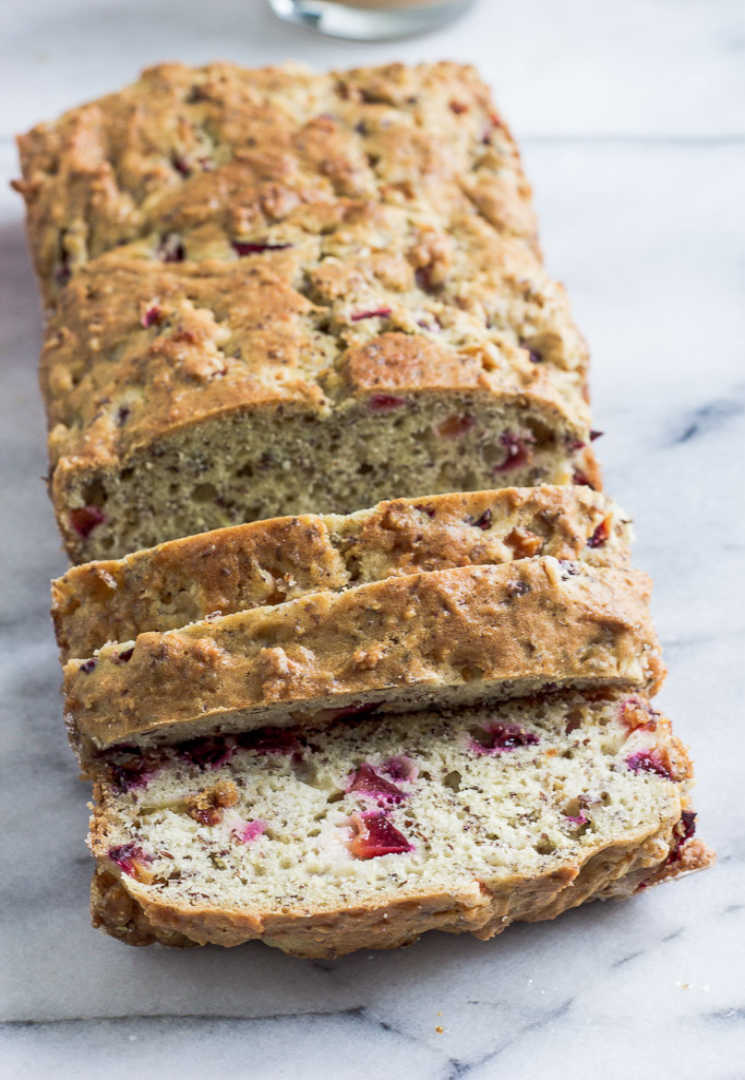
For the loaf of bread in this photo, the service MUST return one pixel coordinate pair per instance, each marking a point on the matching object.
(439, 638)
(281, 293)
(267, 563)
(367, 834)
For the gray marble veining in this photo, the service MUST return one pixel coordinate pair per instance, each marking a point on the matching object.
(632, 129)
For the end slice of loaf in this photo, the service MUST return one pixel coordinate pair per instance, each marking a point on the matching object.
(267, 563)
(274, 292)
(367, 834)
(439, 638)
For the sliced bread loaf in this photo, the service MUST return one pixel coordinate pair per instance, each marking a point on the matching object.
(266, 563)
(444, 637)
(367, 834)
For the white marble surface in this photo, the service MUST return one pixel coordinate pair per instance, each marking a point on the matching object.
(631, 117)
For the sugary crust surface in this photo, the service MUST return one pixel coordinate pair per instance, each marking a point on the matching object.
(448, 635)
(267, 563)
(620, 859)
(614, 874)
(221, 149)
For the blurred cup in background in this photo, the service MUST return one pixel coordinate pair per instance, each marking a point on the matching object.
(369, 19)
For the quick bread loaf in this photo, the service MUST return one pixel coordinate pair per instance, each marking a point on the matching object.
(367, 834)
(275, 293)
(267, 563)
(439, 638)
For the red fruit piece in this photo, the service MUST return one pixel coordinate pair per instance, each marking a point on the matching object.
(649, 760)
(249, 831)
(456, 426)
(130, 858)
(207, 753)
(133, 769)
(366, 781)
(245, 247)
(62, 274)
(180, 164)
(375, 313)
(580, 477)
(484, 522)
(600, 535)
(342, 714)
(517, 450)
(270, 741)
(401, 767)
(637, 713)
(500, 738)
(384, 403)
(375, 835)
(84, 520)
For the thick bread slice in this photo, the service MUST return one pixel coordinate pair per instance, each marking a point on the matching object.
(220, 152)
(445, 637)
(367, 834)
(266, 563)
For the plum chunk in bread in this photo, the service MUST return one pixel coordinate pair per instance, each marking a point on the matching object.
(369, 833)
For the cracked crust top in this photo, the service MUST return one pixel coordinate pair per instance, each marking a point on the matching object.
(266, 563)
(448, 636)
(240, 149)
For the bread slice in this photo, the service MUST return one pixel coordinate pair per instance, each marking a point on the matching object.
(367, 834)
(216, 393)
(445, 637)
(267, 563)
(283, 293)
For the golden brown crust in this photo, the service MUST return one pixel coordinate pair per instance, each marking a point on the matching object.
(261, 144)
(267, 563)
(614, 872)
(471, 632)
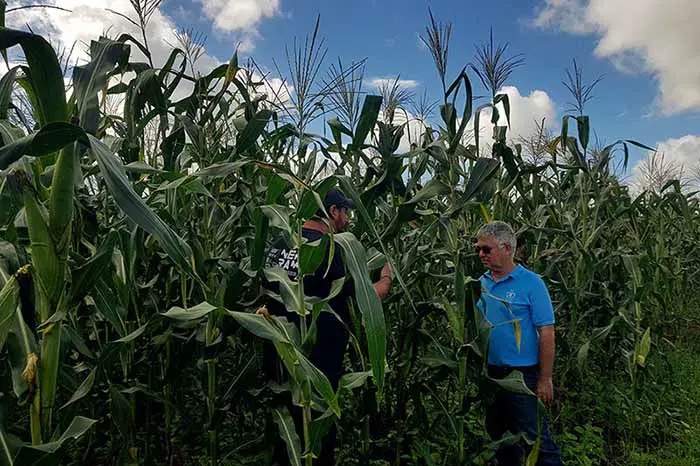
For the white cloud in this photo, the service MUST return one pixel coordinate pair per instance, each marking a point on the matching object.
(525, 112)
(403, 83)
(657, 36)
(675, 157)
(239, 15)
(88, 19)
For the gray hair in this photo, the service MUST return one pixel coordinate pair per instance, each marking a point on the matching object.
(501, 231)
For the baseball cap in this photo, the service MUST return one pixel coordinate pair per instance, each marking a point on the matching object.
(337, 198)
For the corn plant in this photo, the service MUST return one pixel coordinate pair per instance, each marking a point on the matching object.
(132, 241)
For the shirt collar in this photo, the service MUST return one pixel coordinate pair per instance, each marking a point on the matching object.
(513, 273)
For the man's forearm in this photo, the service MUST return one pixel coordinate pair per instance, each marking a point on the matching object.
(547, 347)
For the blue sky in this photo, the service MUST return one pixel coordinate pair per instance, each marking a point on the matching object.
===============
• BRIEF: Duplicate the rows above, from the line with "For the man's" through the end of the rows, keeping every character unchanged.

• EXPECTED ANSWER:
For the man's forearm in this photo, the service MUST return one pixel coordinate pair per instance, each marking a point on the matching object.
(547, 347)
For the blue sky in this photo, the service MUST return one pixel coordinate pair per instance, each marking a point on the matching object.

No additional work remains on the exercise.